▸ **WHAT YOU WILL DO**
Copy each of the items below word for word, leaving out the pictures.

▸ **DATASET**
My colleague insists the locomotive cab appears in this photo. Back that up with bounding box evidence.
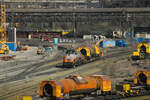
[137,73,147,85]
[43,84,53,97]
[140,44,147,59]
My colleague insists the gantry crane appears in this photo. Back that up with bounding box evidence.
[0,5,6,42]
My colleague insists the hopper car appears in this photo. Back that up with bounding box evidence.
[63,45,101,67]
[39,71,150,100]
[131,43,150,60]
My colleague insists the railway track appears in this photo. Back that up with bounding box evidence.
[0,48,134,100]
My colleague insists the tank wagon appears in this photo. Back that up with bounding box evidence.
[39,71,150,100]
[132,43,150,60]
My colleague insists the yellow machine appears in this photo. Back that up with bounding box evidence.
[132,43,150,60]
[0,41,9,54]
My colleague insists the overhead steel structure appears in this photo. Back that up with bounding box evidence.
[0,5,6,42]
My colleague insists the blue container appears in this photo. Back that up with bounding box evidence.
[137,38,144,43]
[53,38,58,45]
[123,43,128,48]
[145,38,150,42]
[100,41,116,48]
[5,42,16,51]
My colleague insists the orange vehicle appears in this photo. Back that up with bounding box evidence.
[39,75,111,100]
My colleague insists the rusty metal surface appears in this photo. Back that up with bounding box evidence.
[0,55,16,61]
[6,8,150,13]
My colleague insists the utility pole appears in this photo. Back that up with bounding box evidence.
[0,5,6,42]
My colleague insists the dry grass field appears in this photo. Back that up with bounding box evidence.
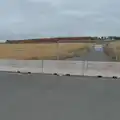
[105,41,120,61]
[0,43,91,60]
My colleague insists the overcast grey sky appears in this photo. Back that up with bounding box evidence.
[0,0,120,39]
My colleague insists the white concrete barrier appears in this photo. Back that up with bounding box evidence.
[84,61,120,77]
[43,60,84,75]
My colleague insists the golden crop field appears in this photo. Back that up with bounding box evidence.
[0,43,90,59]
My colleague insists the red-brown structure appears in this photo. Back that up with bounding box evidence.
[6,37,94,44]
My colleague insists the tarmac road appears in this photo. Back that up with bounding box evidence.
[0,72,120,120]
[67,47,111,61]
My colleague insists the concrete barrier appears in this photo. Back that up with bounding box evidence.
[84,61,120,77]
[43,60,84,75]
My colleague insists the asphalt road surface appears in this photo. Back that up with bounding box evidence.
[0,72,120,120]
[68,45,111,61]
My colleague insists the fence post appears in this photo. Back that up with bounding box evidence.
[83,60,88,76]
[42,60,44,73]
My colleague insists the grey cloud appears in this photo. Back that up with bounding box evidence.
[0,0,120,39]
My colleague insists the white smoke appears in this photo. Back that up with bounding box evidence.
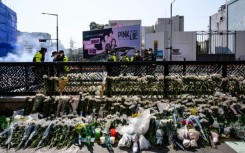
[0,33,64,62]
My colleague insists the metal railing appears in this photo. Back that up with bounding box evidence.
[0,61,245,96]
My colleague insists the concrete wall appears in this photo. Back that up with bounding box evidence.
[155,15,184,33]
[109,20,141,28]
[145,32,197,61]
[210,5,227,31]
[172,32,197,61]
[145,32,169,60]
[236,31,245,60]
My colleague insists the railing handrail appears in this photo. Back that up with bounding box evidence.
[0,61,245,66]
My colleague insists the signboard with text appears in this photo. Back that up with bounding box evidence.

▸ **SOLUTION TO THE EXERCISE**
My colleague insists the locomotive cab appears in this photo. Back that up with bounding box evidence.
[137,73,147,85]
[43,84,53,97]
[140,44,147,59]
My colleague insists the gantry crane appears in this photo. Back that up with bounding box evidence.
[0,5,6,42]
My colleague insists the hopper car appears in this photo. Back that up with bounding box evidence.
[63,45,101,67]
[39,71,150,100]
[131,43,150,60]
My colleague insists the railway track appears in this photo. Back that up with bounding box evidence.
[0,48,134,100]
My colleague insists the tank wagon appears in this photo. Back that up with bounding box evidence.
[39,71,150,100]
[132,43,150,60]
My colleague insists the yellow machine appears in this photo. Back that up with bounding box evidence.
[132,43,150,60]
[0,41,9,54]
My colleague insists the overhead steel structure appears in this photo. Back that up with bounding box evidence.
[0,5,6,42]
My colleague insists the blue container appears in this photo. Back that up with bounding box evidence.
[137,38,144,43]
[53,38,58,45]
[123,43,128,48]
[145,38,150,42]
[100,41,116,48]
[5,42,16,51]
My colleague insists the orange vehicle appears in this photo. Back that up with bounding box evidence.
[39,75,111,100]
My colleague insists the rusty metal surface appears in this photo. Back that up with bounding box evidence.
[0,55,16,61]
[6,8,150,13]
My colleague insists the utility pole appears in this photo. Back that up with bounding box evidence.
[0,5,6,42]
My colleague insists the dry grass field appears in this photo. Back that up with bounding box evidence.
[105,41,120,61]
[0,43,91,60]
My colleague insists the overcast grey sky appears in this photo. Back that up with bounding box evidence.
[0,0,120,39]
My colleague insists the white concrete barrier appears in this photo. Back that up with bounding box evidence.
[84,61,120,77]
[43,60,84,75]
My colleague insists the golden crop field appears in this photo. Back that up with bounding box evidence.
[0,43,90,59]
My colleague insists the red-brown structure appears in this photo. Back that up with bounding box evidence.
[6,37,94,44]
My colleague insists the tarmac road appears in this photo. Back that up with bounding box evidence.
[0,72,120,120]
[67,47,111,61]
My colleague insists the concrete barrier appears in this photo. Back that up with bounding box evidence.
[84,61,120,77]
[43,60,84,75]
My colleague insists the asphalt road surface appears in this photo. Back that up with bounding box evidence.
[0,72,120,120]
[68,45,111,61]
My colleague insists the fence post appears in this photo. Back that up with bounding box evidence.
[83,60,88,76]
[42,60,44,73]
My colleague insists the grey cloud appears in this photo. Back that up with bounding box evidence.
[0,0,120,39]
My colleague insists the white smoke appears in this photo. Back that up with bounding box evidence.
[0,33,64,62]
My colleague insists the metal railing appears in this photo. Back that up with bounding box evidence.
[0,61,245,96]
My colleague insists the concrete wall appears in this photo. Back that up with bounding box evidence.
[155,15,184,33]
[109,20,141,28]
[145,32,197,61]
[210,5,227,31]
[172,32,197,61]
[145,32,169,60]
[236,31,245,60]
My colleague insists the railing handrail appears in this photo. Back that up with bounding box evidence.
[0,61,245,66]
My colleague insists the signboard with text appears in this photo. Back that up with bounding box evidence.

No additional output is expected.